## INSTRUCTION
Transcribe word for word the lines from the very beginning up to and including the line containing "Query: alloy wheel". Leave out the pictures.

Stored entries

"""

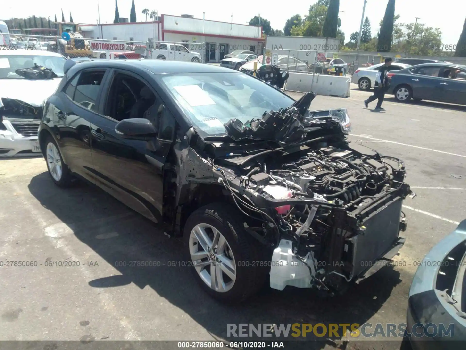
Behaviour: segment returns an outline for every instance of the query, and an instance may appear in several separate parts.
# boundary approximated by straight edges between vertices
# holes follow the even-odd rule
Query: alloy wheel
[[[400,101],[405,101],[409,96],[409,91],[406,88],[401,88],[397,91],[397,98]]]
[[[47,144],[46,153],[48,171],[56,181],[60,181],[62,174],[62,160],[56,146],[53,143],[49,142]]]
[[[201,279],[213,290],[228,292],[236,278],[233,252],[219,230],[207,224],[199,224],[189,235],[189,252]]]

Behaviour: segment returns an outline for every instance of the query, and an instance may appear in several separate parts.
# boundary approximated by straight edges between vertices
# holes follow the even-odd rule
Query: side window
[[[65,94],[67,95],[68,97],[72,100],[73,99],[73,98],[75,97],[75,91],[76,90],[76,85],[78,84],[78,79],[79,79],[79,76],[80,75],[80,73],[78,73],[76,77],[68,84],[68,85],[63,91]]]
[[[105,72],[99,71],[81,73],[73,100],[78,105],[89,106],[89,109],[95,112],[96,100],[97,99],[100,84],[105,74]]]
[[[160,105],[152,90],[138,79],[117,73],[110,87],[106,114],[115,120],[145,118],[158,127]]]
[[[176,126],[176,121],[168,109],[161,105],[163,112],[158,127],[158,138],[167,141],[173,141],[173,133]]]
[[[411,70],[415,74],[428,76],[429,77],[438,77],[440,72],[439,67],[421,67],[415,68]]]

"""

## ANSWER TO THE PROBLEM
Behaviour: segment returns an outline for every instance of the query, and an instance may appear in several separate parts.
# boundary approximated by straight edges between vertices
# holes follow the even-odd rule
Query: alloy wheel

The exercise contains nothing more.